__Given instruction__: Locate each line in the records below that contains the word "gray" and copy those lines out in full.

__Data provided__:
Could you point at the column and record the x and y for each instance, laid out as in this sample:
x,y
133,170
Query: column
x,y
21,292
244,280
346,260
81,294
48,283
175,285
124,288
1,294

--

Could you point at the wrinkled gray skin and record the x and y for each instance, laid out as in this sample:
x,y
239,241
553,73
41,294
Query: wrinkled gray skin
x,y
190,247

__Answer to the task__:
Could you point at the wrinkled gray skin and record the x and y for each instance, laid out as in this sample:
Query: wrinkled gray skin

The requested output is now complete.